DOCUMENT SECTION:
I’d like to know the range of values that
top_p can take. I have already read the official documentation (https://platform.openai.com/docs/api-reference/chat/create), but it only mentions that
top_p is “top_p probability mass.”
What I particularly want to know is what happens when
top_p is set to zero. Will only the most probable tokens be adopted, or will it result in the same outcome as setting
top_p to null, thereby making it invalid?
I’m aware that there are some discussions about setting
top_p to zero in this forum, but is there any official information available anywhere?
top_p: 0 is different than top_p: 0.0000001
What kind of short-circuit is placed for top_p: 0 (or temperature) currently is unknown and likely will not be discussed.
I did extensive trials when deterministic GPT-3 models from OpenAI existed.
Particularly, in the case of exploring completions with near-identical top-2 logits, where temperature but not top_p can distinguish them. (which btw are hard to find). You could get alternate answers.
The very small number instead of 0 selects the first logit when they appear identical to that part of nucleus sampling. At that scale it cannot include more than one token, even if all 100k tokens were identical logprob. Something where you know how it works is my choice.
All models now have non-deterministic inference, and the actual top token can switch positions with another of similar likelihood despite the setting.

TASKS TO PERFORM:
• A. In the forum thread about top_p, what kind of inference does the reply say all models now have?
• B. Carry on the forum thread about top_p, picking up after its final sentence.
The data that come next are separate material, unrelated to the forum thread about top_p.

DATA RECORDS:
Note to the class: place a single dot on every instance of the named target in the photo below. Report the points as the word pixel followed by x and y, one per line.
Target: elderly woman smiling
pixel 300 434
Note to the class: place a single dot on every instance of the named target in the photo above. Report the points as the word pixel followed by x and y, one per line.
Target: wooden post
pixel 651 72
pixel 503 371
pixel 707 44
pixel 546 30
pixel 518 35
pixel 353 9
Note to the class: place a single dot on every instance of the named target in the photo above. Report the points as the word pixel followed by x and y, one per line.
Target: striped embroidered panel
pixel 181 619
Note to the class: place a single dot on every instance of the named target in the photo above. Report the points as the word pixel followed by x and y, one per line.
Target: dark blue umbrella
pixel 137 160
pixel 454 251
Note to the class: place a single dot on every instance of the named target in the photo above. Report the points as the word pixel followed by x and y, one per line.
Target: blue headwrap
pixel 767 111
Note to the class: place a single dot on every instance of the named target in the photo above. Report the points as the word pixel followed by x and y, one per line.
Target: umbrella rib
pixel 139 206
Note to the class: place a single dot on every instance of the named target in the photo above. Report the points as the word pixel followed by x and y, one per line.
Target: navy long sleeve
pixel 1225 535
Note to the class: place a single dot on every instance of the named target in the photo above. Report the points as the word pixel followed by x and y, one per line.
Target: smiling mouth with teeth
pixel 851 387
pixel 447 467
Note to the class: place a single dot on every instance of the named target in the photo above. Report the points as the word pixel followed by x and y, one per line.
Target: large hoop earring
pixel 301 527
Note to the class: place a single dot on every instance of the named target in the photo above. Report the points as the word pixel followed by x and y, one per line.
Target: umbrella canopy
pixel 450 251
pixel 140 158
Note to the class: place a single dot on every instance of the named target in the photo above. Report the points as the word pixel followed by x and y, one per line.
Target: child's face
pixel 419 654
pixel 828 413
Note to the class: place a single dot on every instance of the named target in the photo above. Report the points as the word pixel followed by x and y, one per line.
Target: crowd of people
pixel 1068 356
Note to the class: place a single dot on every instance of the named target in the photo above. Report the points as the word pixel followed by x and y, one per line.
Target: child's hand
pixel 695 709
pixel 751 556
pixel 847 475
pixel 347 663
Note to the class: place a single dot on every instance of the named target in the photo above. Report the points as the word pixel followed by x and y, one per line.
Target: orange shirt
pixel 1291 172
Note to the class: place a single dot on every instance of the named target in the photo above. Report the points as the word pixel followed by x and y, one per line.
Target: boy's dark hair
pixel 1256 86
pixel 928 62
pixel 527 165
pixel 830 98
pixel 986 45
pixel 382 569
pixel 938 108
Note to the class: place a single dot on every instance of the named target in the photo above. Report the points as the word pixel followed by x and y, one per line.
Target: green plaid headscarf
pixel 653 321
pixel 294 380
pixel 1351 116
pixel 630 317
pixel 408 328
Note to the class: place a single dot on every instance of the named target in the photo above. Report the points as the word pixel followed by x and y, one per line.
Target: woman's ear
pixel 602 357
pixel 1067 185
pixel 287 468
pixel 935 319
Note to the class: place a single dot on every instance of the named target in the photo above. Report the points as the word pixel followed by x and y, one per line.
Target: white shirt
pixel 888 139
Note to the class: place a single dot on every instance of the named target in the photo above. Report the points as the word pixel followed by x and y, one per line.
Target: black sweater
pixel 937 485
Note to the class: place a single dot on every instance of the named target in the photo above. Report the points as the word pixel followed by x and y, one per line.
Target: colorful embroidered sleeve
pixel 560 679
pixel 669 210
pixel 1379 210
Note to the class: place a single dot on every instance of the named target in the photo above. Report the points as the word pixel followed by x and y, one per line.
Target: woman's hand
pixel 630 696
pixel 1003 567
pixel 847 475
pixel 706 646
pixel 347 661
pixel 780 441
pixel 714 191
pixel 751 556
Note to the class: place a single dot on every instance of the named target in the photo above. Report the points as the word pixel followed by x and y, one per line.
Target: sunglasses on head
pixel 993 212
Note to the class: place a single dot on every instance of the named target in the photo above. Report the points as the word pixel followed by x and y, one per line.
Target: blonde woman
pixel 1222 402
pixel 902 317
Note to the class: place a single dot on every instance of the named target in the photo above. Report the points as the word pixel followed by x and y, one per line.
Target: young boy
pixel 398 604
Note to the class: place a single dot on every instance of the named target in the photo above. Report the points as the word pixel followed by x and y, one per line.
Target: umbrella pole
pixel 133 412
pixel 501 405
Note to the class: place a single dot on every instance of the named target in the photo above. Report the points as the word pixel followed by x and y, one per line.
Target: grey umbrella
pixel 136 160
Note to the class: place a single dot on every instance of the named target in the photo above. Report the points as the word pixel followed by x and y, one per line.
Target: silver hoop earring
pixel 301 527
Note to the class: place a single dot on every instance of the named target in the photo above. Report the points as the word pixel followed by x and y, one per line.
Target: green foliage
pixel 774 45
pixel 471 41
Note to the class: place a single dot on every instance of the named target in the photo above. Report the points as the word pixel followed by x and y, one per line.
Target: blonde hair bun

ACTIVITY ANSWERS:
• A. All models now have non-deterministic inference.

• B.
top_p does not exist in a vacuum.
You really have to factor the combined effect of
top_p + temperature
In short, top_p=0 is not a problem with temperature set above zero.
When you set them both to zero you run into problems.
Therefore, when you want something as deterministic as possible (or for testing), use something similar to
top_p=0.01 + temperature=0
I intended to add additional details; however I’ve cross-posted with @_j who is (as always) right on the money when he mentions the very small number.
Thank you all for your responses!
I got that no official announcement on what exact value is applied to top_p when it is set to 0. I think it would be a good idea for me to set top_p to a finite small value and set temperature to 0 when I want as deterministic a result as possible. Unlike top_p, the official documentation clearly states that the temperature can range from 0 to 2. (I think this temperature is something like a temperature in the softmax function, though no formula has been published for this either.)